* Your instructions
Repeat the entries in full. Each line must match exactly.

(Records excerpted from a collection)
.....
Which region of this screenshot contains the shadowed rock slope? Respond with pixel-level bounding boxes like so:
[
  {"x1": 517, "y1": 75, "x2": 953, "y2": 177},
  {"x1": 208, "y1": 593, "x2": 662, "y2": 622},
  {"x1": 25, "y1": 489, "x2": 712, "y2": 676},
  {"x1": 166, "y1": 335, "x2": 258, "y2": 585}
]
.....
* Output below
Which region of this screenshot contains the shadowed rock slope? Respond with pixel-level bounding boxes like so:
[
  {"x1": 517, "y1": 75, "x2": 953, "y2": 177},
  {"x1": 208, "y1": 593, "x2": 662, "y2": 622},
  {"x1": 25, "y1": 489, "x2": 712, "y2": 676},
  {"x1": 166, "y1": 335, "x2": 258, "y2": 585}
]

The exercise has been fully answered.